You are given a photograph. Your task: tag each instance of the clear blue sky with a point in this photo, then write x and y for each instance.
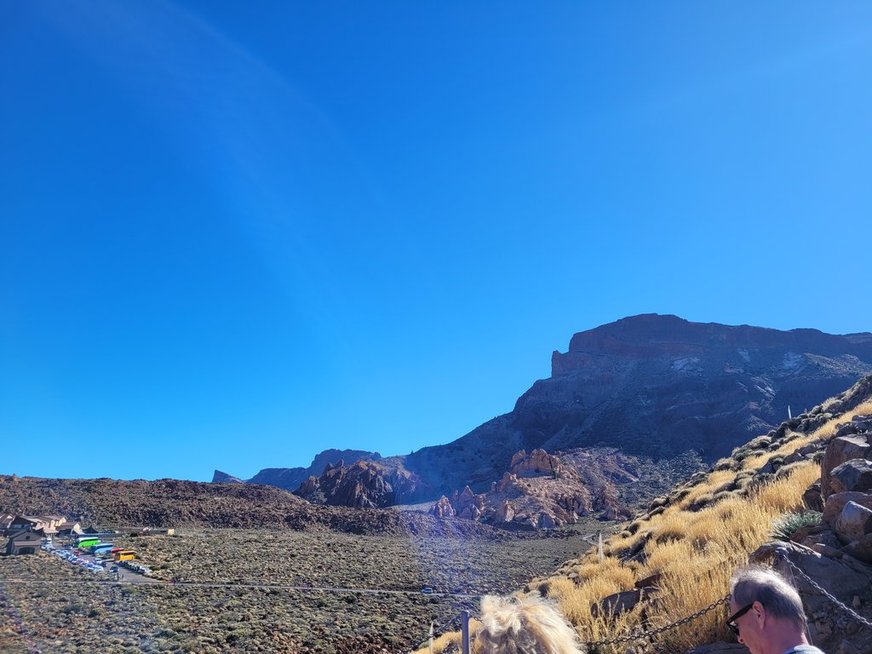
(235, 234)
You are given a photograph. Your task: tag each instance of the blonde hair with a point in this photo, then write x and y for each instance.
(524, 625)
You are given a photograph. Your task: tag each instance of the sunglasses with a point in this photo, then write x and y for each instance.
(731, 621)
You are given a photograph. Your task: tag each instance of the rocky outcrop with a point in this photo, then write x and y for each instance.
(291, 478)
(656, 386)
(539, 491)
(362, 485)
(223, 478)
(847, 469)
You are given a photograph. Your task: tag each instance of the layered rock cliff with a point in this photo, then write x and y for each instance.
(291, 478)
(652, 386)
(655, 386)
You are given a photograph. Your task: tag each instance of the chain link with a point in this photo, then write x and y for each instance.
(656, 632)
(782, 554)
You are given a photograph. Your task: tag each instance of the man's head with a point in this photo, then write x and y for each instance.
(766, 611)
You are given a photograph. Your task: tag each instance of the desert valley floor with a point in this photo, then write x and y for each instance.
(259, 590)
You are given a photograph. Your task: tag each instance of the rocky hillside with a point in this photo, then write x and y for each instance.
(542, 490)
(362, 485)
(798, 498)
(291, 478)
(651, 386)
(174, 503)
(655, 386)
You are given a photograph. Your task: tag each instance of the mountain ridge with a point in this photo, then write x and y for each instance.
(651, 385)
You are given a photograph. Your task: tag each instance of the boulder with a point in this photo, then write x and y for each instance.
(505, 512)
(839, 450)
(812, 498)
(547, 521)
(537, 463)
(854, 522)
(443, 508)
(471, 512)
(614, 605)
(860, 549)
(836, 502)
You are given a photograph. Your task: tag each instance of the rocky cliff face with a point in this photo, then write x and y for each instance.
(542, 490)
(291, 478)
(652, 386)
(656, 386)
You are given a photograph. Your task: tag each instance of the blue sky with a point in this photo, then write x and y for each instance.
(234, 235)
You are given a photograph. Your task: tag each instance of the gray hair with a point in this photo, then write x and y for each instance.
(524, 625)
(778, 597)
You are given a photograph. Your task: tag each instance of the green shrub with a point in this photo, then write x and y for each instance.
(787, 525)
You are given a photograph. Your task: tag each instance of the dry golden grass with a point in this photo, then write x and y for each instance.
(714, 482)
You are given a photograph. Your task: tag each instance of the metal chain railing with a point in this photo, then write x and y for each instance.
(782, 555)
(659, 630)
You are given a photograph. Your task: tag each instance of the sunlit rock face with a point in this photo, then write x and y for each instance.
(291, 478)
(655, 386)
(651, 386)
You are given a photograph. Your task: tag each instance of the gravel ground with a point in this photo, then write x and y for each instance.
(64, 609)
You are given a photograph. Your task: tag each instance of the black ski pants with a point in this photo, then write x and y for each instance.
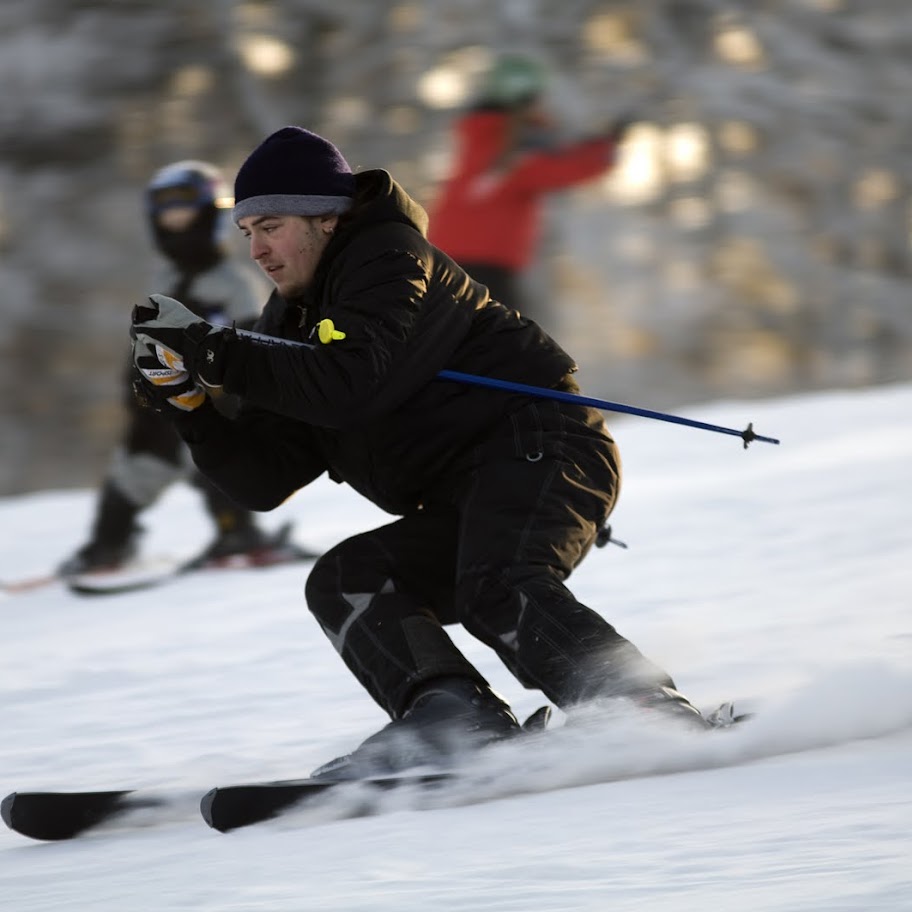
(491, 550)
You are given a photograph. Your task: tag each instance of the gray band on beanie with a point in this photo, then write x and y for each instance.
(284, 204)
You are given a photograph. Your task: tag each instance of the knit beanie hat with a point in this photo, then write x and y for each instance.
(293, 172)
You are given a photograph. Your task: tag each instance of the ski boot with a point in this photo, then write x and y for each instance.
(448, 718)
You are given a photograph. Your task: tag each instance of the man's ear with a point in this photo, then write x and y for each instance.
(328, 223)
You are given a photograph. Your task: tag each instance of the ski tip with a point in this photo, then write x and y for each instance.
(6, 809)
(206, 805)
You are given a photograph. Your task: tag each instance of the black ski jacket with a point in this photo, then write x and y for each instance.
(367, 408)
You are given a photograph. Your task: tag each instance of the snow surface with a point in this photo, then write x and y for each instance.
(779, 577)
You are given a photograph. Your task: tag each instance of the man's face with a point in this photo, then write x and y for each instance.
(288, 247)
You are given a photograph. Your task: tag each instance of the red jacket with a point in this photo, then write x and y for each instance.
(486, 215)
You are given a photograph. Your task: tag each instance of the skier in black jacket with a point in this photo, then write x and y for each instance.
(499, 496)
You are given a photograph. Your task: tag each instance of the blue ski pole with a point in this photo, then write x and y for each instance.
(748, 435)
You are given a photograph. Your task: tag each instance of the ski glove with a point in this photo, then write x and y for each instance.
(171, 331)
(160, 379)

**What is required:**
Locate the line with "the man's face" in the entries above; extract it and every line after it, verbatim.

**The answer:**
You are given a photograph. Your task: tag each instance of the man's face with a point in this photo, then write x and y for each instance.
(288, 247)
You are given a photograph. Your task: tag each instance of the red jacket with a point in this photo, then write x and y for each instance.
(486, 215)
You are given a photograph. Your task: tag each instance of the skier in black jacket with a point in this photo, then write x and y for each instance.
(499, 496)
You are given a photograph. Your task: tag each instance of the blue ski pole with a point in this photo, then write x and y for each instance.
(748, 435)
You are given a photograph. Your task: tag each instance of the ski glove with a point in this photo, then write x and y for each instance.
(171, 331)
(160, 379)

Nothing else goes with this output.